| PROBLEM REQUIREMENTS |
Look through the records below and copy each line that includes the word "shown".

[AVAILABLE RECORDS — start]

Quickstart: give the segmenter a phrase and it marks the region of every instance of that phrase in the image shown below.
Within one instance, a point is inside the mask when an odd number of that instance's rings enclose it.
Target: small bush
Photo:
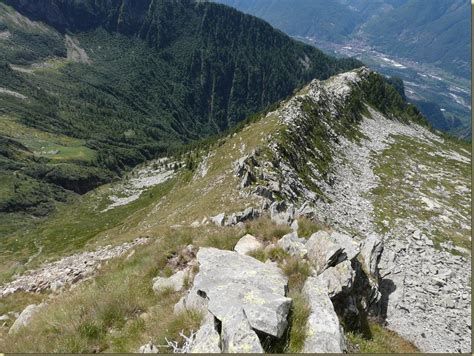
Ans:
[[[275,247],[268,251],[268,258],[275,262],[282,262],[284,259],[289,258],[288,252],[283,250],[281,247]]]
[[[97,340],[104,333],[102,326],[98,325],[93,321],[85,321],[77,328],[79,335],[88,340]]]

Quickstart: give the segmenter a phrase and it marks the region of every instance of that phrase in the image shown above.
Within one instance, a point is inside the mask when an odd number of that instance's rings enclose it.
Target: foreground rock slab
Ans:
[[[342,353],[346,350],[344,332],[328,296],[317,278],[309,277],[303,287],[311,314],[306,324],[305,353]]]
[[[288,280],[275,264],[215,248],[201,248],[197,261],[194,285],[175,310],[207,309],[221,322],[223,352],[260,352],[255,331],[283,335],[292,301],[286,297]]]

[AVAILABLE RECORDS — finish]

| ANSWER |
Quickstart: give the segmenter a phrase and it marks the region of every instance of that phrase in the image shown below.
Quickstart: give the segmenter a phrase and it marks the region of every instance of that phrase in the image shown above.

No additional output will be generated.